* **Directions for this task**: Which of the lines in the records below hold the string "light"? Copy every one of them.

Top of Given data

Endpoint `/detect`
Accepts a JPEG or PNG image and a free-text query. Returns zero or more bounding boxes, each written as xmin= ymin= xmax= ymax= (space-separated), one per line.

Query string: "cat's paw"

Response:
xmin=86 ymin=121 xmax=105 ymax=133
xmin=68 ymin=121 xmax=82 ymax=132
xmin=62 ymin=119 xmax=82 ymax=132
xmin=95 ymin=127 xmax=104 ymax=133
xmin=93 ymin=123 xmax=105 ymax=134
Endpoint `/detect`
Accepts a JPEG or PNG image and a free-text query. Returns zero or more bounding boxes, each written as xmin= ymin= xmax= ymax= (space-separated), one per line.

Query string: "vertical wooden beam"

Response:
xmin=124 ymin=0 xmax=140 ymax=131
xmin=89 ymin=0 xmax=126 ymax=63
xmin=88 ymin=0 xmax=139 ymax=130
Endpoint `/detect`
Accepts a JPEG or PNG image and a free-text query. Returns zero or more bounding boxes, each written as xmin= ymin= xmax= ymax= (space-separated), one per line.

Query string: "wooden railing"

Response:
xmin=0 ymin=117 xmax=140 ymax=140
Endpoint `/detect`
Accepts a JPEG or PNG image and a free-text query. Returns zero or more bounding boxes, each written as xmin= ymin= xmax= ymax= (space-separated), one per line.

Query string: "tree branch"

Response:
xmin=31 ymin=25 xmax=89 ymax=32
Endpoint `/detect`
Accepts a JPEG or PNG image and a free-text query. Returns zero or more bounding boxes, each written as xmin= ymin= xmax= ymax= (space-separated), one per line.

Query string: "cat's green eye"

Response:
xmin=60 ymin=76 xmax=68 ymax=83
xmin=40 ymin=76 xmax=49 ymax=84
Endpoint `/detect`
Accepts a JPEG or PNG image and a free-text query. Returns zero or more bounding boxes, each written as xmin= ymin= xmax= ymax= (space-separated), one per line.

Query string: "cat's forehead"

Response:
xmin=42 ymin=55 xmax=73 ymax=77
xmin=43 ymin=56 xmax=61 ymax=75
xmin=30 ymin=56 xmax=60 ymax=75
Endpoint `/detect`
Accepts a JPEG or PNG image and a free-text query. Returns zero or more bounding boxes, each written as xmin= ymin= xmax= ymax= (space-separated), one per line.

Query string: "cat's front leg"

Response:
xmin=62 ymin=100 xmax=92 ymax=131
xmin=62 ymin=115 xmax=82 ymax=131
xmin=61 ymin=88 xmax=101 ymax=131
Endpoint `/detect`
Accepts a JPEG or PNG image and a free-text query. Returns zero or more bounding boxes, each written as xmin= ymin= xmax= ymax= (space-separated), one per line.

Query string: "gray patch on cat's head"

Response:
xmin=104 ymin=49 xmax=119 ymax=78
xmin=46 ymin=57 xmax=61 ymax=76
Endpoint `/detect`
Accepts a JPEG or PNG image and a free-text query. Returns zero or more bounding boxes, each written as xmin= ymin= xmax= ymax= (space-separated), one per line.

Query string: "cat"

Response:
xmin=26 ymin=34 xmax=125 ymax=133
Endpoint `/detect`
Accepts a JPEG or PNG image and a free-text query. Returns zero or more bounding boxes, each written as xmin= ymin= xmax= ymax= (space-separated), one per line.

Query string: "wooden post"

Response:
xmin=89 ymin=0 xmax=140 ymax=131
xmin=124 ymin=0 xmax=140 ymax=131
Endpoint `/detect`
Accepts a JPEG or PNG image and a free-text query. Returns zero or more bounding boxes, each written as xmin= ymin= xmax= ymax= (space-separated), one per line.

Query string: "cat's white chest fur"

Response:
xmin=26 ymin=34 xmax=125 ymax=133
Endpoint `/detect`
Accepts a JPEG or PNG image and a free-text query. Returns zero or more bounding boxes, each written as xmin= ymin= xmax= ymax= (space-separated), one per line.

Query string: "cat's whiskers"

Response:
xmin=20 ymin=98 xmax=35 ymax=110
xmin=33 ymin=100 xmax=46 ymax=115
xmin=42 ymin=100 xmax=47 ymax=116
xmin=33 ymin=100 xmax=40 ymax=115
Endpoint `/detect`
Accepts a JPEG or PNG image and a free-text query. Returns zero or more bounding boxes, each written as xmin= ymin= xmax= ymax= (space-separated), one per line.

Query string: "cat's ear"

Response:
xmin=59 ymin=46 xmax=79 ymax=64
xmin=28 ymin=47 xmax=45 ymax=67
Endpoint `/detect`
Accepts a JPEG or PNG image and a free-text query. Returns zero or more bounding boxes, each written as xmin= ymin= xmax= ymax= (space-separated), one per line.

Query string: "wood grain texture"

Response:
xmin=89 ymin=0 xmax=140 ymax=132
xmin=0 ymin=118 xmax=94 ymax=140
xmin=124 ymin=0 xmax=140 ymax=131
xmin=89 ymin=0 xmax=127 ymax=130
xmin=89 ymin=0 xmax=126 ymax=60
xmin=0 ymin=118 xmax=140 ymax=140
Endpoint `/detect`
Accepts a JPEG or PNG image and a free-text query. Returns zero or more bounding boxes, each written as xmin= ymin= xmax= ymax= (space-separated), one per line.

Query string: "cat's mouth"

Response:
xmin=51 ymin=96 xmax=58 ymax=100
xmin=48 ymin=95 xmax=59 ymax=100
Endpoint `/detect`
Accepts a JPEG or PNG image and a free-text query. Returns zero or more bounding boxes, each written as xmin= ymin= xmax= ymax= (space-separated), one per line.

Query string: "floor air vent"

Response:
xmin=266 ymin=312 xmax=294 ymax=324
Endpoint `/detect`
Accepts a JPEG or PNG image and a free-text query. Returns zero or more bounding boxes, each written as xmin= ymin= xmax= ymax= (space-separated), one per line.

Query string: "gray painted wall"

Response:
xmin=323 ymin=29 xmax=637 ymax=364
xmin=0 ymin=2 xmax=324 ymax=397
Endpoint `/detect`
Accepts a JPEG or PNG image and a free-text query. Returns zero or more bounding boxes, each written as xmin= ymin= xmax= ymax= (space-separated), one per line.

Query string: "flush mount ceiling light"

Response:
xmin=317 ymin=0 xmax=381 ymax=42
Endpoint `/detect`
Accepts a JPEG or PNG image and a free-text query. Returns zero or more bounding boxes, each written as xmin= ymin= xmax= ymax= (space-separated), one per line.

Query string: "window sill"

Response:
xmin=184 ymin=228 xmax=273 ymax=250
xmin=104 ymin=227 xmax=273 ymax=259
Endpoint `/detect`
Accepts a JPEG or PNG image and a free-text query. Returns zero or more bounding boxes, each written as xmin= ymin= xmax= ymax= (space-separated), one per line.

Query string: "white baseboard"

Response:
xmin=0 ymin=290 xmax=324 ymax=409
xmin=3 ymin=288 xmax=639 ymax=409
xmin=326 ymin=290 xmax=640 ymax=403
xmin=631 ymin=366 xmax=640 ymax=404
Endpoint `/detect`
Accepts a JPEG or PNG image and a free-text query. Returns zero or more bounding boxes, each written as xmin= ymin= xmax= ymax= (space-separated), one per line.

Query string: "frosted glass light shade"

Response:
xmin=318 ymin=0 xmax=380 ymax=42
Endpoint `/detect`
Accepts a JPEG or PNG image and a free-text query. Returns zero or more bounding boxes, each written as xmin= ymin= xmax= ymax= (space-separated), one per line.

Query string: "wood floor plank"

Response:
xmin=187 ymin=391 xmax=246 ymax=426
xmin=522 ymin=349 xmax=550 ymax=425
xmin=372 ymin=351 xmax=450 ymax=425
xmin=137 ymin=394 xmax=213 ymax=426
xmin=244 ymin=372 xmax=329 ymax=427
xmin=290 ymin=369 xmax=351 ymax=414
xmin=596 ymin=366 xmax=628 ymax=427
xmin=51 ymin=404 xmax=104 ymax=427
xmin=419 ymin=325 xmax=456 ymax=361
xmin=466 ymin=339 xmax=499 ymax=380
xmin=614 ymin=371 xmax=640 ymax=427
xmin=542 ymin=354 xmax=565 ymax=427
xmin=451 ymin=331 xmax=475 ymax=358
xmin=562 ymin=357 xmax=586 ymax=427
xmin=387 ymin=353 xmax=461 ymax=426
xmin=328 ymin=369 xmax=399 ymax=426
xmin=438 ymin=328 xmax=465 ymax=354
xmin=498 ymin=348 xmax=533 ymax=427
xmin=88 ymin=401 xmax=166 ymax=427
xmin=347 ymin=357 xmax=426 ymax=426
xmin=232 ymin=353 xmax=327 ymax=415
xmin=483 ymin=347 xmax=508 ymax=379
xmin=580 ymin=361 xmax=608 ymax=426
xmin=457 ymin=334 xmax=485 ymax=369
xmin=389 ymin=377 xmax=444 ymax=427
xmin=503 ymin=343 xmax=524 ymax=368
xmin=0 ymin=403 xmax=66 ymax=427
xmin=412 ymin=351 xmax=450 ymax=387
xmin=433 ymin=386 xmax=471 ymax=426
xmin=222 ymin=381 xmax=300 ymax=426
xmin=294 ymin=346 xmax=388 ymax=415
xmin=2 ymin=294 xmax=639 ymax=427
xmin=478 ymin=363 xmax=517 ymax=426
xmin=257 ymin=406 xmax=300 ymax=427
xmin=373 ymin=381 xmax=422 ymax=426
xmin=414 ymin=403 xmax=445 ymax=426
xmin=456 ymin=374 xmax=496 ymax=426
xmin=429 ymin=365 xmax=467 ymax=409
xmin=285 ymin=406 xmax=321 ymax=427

Bottom of Given data

* **Problem solution**:
Query string: "flush mount ceiling light"
Query string: "frosted glass light shade"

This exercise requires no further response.